Copy each line of the records that contains the word "gown".

■ ■ ■ ■ ■ ■ ■

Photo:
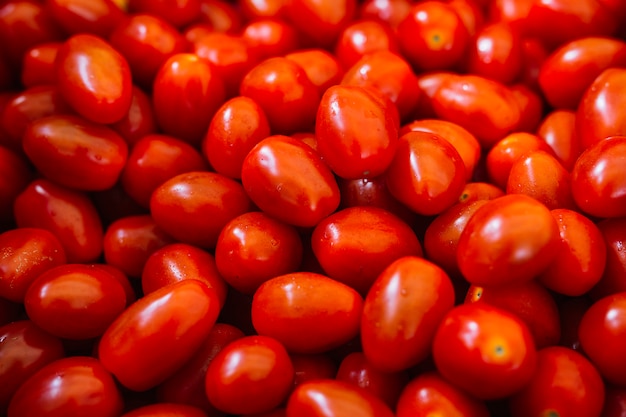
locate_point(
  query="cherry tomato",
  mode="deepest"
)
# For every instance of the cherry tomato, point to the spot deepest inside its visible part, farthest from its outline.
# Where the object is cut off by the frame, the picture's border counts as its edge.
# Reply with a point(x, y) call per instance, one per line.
point(258, 366)
point(69, 387)
point(157, 334)
point(288, 180)
point(402, 311)
point(307, 312)
point(194, 207)
point(580, 394)
point(94, 78)
point(484, 350)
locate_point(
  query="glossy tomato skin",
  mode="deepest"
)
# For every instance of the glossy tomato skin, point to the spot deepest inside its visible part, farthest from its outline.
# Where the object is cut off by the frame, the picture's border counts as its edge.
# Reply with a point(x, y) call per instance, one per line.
point(581, 394)
point(255, 247)
point(288, 180)
point(431, 393)
point(402, 311)
point(356, 131)
point(94, 78)
point(326, 398)
point(258, 366)
point(427, 173)
point(27, 253)
point(355, 245)
point(307, 312)
point(194, 207)
point(69, 387)
point(69, 215)
point(510, 239)
point(24, 349)
point(75, 153)
point(157, 334)
point(597, 182)
point(486, 351)
point(186, 94)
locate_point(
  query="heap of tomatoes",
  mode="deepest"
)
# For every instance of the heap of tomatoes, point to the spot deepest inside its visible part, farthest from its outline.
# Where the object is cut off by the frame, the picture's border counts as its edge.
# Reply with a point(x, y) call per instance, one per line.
point(297, 208)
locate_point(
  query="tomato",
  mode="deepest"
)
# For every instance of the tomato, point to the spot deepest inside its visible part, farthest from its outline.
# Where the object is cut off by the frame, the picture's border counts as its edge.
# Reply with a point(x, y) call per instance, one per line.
point(597, 180)
point(258, 366)
point(530, 301)
point(186, 93)
point(307, 312)
point(157, 334)
point(24, 349)
point(402, 311)
point(154, 159)
point(69, 215)
point(433, 36)
point(94, 78)
point(484, 350)
point(548, 392)
point(288, 180)
point(332, 398)
point(355, 245)
point(255, 247)
point(75, 153)
point(430, 393)
point(69, 387)
point(426, 173)
point(194, 207)
point(602, 336)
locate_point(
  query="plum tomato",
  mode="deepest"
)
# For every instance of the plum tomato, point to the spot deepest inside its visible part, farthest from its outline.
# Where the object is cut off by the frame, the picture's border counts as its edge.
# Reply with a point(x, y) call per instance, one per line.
point(307, 312)
point(69, 387)
point(356, 244)
point(194, 207)
point(429, 393)
point(580, 394)
point(94, 78)
point(75, 301)
point(510, 239)
point(156, 335)
point(252, 374)
point(486, 351)
point(288, 180)
point(75, 152)
point(402, 311)
point(427, 173)
point(255, 247)
point(598, 183)
point(332, 398)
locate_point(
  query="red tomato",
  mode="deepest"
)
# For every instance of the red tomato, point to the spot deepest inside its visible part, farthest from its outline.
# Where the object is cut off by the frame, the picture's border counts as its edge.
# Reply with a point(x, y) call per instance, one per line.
point(154, 159)
point(255, 247)
point(429, 393)
point(157, 334)
point(75, 301)
point(331, 398)
point(486, 351)
point(307, 312)
point(75, 153)
point(258, 366)
point(69, 215)
point(288, 180)
point(427, 173)
point(598, 183)
point(602, 336)
point(356, 244)
point(24, 349)
point(510, 239)
point(402, 311)
point(94, 78)
point(194, 207)
point(70, 387)
point(580, 394)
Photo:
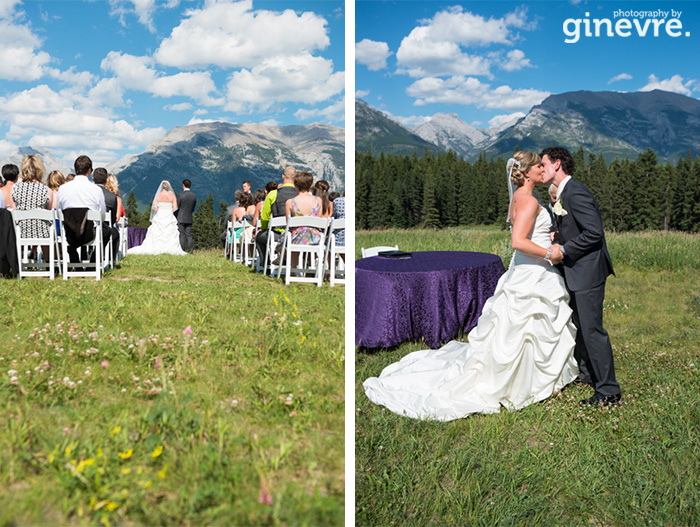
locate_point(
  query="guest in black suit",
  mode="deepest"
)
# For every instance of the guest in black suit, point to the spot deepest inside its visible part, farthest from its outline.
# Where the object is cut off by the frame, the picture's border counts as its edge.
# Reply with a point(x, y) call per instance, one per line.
point(99, 178)
point(186, 202)
point(586, 266)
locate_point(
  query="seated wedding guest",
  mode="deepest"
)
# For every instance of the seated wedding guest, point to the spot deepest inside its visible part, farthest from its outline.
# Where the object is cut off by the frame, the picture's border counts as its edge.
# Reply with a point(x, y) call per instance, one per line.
point(274, 207)
point(54, 180)
point(113, 186)
point(250, 208)
point(9, 173)
point(31, 193)
point(74, 198)
point(338, 213)
point(99, 178)
point(320, 190)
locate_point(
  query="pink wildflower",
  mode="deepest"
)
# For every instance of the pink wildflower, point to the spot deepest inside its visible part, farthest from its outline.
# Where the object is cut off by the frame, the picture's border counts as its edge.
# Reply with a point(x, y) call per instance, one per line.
point(265, 498)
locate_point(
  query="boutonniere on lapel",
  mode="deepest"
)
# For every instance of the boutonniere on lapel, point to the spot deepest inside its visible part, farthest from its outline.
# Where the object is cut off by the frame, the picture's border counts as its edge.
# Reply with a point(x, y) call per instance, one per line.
point(559, 209)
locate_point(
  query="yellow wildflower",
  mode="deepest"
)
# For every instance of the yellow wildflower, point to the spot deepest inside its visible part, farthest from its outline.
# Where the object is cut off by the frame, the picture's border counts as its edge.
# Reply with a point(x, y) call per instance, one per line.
point(157, 451)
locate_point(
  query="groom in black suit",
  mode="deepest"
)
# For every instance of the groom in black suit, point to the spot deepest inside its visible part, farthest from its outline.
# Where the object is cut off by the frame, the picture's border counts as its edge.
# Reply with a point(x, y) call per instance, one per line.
point(586, 266)
point(186, 202)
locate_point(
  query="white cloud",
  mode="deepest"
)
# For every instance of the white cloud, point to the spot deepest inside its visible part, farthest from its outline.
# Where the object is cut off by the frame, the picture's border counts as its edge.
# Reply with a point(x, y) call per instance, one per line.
point(515, 60)
point(372, 54)
point(181, 107)
point(468, 90)
point(60, 120)
point(675, 84)
point(197, 120)
point(232, 35)
point(435, 48)
point(302, 78)
point(331, 113)
point(500, 120)
point(620, 77)
point(137, 73)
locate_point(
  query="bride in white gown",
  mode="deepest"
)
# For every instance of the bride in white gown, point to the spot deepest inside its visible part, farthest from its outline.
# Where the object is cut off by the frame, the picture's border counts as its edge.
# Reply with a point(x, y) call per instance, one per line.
point(522, 349)
point(162, 236)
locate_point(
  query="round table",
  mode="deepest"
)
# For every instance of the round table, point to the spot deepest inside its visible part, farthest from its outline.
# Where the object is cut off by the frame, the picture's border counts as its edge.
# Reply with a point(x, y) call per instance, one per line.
point(435, 295)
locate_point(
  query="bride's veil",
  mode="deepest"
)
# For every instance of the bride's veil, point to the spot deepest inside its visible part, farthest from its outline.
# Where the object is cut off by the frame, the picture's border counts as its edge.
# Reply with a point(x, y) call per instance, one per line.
point(164, 185)
point(511, 186)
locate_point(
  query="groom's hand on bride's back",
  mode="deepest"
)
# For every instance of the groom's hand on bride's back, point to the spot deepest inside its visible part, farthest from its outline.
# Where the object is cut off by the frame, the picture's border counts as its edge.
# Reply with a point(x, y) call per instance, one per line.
point(557, 255)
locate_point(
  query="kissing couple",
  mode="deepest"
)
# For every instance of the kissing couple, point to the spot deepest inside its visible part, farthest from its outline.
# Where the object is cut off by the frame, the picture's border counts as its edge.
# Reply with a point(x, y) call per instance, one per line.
point(542, 328)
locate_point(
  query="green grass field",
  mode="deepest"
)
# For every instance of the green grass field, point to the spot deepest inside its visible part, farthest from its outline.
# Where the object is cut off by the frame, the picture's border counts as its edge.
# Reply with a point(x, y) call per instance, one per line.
point(176, 391)
point(554, 463)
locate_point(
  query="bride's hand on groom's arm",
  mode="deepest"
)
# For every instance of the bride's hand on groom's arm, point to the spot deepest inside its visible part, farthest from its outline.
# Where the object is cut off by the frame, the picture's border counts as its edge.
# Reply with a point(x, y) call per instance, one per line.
point(557, 255)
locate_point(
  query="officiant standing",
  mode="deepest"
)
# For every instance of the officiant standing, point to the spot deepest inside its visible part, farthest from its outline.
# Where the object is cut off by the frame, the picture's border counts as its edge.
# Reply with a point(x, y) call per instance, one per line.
point(186, 202)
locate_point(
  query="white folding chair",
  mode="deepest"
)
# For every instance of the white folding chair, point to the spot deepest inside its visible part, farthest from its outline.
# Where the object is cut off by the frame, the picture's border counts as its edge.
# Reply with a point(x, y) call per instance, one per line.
point(84, 268)
point(236, 241)
point(310, 257)
point(334, 252)
point(271, 253)
point(374, 251)
point(247, 244)
point(35, 266)
point(227, 240)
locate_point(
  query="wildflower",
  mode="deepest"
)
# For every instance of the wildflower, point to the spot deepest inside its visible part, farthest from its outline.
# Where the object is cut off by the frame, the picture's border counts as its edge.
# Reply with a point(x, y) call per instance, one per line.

■ ■ ■ ■ ■ ■ ■

### ANSWER TO THIS TASK
  query="bride in white gown",
# For every instance of the bride in white gown, point to the spot deepest inside its visible part, farthest from its outline.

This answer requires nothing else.